**REQUIREMENT:**
Put the stretch of material from its first line through the line containing "88;71;118;96" into a Markdown table with the columns Row and Line, numbering each line and skipping blank ones.

[Entries on locating named things]
>>>

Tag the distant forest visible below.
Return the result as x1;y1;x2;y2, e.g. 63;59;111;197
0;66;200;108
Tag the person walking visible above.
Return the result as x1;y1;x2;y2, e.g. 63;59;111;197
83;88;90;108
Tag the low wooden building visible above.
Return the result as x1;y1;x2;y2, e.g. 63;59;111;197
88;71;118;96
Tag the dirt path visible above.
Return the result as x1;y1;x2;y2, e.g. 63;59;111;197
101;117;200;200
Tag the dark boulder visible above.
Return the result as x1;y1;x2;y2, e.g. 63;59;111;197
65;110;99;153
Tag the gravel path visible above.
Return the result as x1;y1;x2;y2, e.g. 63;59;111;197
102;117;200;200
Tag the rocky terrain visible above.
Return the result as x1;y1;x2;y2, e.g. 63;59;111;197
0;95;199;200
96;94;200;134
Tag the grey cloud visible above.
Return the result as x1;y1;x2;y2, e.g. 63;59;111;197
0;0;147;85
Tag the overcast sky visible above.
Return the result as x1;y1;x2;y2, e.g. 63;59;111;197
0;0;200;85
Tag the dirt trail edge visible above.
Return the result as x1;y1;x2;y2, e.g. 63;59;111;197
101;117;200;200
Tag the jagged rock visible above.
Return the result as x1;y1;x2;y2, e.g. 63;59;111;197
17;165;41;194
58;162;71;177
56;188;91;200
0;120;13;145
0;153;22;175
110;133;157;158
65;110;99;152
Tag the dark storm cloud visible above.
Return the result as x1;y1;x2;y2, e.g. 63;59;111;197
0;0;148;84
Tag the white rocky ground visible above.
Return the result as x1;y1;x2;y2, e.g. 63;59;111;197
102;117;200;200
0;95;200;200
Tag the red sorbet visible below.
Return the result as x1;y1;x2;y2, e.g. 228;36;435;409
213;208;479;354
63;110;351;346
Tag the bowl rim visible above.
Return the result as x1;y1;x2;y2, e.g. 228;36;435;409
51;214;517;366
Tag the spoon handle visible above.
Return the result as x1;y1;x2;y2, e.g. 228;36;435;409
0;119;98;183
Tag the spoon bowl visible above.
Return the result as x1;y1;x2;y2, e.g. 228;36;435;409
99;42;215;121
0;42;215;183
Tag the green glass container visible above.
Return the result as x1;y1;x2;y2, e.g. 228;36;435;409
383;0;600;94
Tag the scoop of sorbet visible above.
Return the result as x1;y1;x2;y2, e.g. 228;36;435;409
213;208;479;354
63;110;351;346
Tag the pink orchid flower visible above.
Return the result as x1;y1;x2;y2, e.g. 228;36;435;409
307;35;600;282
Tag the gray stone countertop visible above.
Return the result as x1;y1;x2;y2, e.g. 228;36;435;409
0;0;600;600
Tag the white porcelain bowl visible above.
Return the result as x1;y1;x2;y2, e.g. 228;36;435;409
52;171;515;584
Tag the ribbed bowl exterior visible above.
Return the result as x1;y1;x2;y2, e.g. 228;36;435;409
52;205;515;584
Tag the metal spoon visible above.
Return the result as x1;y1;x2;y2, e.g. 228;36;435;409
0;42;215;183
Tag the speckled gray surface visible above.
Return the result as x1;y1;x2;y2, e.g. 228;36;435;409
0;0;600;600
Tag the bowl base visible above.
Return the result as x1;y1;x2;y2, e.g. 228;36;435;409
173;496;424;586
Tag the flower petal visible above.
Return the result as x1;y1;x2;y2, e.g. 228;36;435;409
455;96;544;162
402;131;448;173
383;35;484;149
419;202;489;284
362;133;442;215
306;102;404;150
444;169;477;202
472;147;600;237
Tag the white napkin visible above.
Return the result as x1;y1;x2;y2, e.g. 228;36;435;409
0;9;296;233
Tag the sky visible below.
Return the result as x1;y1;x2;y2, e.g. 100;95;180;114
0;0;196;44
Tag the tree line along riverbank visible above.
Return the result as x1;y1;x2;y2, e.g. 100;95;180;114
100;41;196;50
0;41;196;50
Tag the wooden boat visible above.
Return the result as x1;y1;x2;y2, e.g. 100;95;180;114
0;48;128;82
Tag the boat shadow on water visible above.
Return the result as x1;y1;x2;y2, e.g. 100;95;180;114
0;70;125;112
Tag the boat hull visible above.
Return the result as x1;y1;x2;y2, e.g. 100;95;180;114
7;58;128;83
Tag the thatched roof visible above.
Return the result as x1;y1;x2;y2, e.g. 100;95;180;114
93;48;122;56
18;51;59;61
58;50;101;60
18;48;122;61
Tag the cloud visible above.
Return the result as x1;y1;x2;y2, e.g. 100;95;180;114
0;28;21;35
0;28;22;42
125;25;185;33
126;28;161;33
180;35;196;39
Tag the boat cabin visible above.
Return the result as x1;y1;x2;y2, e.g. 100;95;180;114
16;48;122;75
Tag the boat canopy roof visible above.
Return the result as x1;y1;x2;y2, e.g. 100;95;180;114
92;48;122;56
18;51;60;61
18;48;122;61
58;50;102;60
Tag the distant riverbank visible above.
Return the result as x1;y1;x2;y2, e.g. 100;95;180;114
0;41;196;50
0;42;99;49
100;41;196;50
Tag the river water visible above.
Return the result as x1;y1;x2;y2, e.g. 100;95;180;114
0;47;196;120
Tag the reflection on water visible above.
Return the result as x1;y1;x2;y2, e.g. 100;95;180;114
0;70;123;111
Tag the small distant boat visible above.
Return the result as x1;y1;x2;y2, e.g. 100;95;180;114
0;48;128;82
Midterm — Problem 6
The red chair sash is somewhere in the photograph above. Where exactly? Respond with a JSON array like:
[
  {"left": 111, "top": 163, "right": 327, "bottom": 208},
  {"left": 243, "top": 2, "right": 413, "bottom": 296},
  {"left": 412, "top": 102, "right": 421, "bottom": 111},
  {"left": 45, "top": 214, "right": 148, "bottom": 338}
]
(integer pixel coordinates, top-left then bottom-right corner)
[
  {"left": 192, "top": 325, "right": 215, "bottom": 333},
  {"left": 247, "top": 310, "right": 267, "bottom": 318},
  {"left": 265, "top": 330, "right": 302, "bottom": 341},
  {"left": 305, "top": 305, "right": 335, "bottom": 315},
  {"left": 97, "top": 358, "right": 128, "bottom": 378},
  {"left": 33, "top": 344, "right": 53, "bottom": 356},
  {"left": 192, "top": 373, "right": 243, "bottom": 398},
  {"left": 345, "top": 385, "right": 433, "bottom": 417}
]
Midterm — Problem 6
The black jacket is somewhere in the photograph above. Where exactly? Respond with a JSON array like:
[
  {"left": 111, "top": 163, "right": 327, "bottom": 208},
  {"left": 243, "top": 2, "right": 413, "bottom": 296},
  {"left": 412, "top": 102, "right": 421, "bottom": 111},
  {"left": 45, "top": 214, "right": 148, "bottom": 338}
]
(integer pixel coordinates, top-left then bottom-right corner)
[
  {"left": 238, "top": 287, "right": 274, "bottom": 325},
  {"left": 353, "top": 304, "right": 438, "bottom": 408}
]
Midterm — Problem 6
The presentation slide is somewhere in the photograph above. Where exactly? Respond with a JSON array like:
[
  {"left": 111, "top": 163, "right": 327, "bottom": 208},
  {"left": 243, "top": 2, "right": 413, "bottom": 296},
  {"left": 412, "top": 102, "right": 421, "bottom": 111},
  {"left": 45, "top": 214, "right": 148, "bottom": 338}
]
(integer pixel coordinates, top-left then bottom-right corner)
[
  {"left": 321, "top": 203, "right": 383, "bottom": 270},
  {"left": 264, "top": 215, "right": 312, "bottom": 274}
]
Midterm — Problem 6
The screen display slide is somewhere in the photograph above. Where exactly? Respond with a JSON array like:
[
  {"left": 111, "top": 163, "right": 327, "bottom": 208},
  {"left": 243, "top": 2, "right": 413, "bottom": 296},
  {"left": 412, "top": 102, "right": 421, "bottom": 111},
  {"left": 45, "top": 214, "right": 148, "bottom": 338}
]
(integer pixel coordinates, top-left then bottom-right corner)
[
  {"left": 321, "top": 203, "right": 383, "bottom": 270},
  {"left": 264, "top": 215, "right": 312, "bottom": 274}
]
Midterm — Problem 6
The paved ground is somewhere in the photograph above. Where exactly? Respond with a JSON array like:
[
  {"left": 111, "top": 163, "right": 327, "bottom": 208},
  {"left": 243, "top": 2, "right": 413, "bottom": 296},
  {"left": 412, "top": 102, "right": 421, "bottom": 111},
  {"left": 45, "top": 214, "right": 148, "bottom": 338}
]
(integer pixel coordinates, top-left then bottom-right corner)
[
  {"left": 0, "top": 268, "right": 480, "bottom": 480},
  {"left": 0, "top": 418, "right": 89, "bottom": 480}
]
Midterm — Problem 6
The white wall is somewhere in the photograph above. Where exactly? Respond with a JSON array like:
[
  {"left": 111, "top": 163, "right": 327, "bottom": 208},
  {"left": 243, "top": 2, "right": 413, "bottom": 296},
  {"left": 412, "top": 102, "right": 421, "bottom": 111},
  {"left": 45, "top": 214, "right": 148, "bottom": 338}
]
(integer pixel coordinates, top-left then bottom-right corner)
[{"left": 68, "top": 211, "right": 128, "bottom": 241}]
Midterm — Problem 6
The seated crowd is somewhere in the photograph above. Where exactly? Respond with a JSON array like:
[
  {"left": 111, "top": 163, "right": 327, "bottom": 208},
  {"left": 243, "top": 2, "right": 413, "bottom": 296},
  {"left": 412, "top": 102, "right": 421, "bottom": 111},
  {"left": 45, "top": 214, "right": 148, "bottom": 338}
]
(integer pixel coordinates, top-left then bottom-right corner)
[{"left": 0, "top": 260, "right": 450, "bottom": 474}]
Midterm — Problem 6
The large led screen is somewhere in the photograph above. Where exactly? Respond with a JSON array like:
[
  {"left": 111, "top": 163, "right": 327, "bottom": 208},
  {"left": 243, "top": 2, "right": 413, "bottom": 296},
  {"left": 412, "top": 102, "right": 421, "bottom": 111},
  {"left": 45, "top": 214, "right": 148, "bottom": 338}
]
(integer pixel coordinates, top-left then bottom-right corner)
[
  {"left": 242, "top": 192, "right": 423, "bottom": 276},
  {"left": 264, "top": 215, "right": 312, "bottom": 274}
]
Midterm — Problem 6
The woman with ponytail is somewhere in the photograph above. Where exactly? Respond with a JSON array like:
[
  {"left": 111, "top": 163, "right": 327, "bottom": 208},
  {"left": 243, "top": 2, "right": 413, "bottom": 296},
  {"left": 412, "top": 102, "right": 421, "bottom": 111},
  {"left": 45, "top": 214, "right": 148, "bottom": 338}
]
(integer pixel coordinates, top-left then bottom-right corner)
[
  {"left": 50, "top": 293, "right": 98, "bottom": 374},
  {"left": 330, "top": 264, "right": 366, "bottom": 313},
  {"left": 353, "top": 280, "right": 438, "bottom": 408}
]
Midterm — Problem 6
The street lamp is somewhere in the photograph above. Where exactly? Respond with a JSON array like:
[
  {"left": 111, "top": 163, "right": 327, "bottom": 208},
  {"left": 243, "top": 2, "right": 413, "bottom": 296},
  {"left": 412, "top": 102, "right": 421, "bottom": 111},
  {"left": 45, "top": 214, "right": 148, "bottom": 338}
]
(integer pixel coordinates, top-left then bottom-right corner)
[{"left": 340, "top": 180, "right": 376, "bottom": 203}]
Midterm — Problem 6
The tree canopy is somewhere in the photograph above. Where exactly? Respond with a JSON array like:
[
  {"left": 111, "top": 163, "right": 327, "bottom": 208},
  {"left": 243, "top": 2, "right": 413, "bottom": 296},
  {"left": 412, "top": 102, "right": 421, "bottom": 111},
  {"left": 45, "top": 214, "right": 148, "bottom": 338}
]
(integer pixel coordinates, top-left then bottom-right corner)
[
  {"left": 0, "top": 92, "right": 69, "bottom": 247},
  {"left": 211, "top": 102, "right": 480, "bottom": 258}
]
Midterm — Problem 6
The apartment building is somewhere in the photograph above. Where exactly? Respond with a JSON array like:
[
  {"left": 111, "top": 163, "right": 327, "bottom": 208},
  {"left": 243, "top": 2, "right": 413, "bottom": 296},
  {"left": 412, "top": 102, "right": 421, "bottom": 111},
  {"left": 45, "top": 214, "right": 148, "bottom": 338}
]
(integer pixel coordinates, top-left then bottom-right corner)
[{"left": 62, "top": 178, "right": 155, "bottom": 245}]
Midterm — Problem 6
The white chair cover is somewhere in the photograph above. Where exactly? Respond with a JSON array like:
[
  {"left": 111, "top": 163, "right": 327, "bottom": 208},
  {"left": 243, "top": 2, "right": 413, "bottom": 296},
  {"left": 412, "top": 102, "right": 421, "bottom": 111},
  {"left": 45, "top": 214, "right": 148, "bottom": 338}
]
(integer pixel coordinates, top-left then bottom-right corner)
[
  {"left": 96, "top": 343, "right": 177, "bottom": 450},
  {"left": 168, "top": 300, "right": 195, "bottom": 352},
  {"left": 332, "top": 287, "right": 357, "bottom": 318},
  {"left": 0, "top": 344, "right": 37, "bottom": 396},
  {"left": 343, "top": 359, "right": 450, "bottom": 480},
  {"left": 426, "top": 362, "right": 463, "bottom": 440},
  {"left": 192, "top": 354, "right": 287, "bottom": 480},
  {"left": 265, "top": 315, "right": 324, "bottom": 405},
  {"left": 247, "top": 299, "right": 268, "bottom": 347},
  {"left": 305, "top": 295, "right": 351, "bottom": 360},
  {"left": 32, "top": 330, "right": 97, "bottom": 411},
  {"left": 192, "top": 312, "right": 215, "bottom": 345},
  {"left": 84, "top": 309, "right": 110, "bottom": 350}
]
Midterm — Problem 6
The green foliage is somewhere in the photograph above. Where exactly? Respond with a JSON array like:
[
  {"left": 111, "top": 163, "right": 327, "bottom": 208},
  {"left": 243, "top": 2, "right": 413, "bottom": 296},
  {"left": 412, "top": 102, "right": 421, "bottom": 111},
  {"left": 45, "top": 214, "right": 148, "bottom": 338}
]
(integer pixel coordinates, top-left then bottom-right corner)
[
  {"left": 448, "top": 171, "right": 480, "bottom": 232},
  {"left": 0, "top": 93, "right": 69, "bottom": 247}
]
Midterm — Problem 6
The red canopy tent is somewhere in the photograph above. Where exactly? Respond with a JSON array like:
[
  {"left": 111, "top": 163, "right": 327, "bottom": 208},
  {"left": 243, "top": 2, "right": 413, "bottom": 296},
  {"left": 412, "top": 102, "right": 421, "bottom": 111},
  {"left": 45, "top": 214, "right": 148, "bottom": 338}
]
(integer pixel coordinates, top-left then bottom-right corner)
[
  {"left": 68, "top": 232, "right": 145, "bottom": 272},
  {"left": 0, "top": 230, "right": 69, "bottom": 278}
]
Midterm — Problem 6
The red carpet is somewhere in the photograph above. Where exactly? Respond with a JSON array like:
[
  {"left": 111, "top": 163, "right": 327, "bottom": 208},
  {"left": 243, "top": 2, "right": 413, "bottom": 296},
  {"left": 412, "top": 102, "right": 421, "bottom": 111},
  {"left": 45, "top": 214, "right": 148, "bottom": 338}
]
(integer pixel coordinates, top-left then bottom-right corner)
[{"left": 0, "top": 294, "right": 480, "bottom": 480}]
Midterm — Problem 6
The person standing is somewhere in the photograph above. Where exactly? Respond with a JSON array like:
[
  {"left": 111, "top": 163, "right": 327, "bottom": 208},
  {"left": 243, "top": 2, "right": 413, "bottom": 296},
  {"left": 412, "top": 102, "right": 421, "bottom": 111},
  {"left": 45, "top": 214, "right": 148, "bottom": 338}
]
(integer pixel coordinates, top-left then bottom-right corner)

<<<

**REPLY:**
| Row | Line |
|---|---|
| 1 | Tag the distant forest visible below. |
| 2 | Return the result as x1;y1;x2;y2, e.g. 63;59;111;197 |
| 3 | 0;66;200;108 |
| 4 | Tag the person walking visible above. |
| 5 | Return the result as x1;y1;x2;y2, e.g. 63;59;111;197 |
| 6 | 83;88;90;108 |
| 7 | Tag the low wooden building visible above. |
| 8 | Return the result as x1;y1;x2;y2, e.g. 63;59;111;197 |
| 9 | 88;71;118;96 |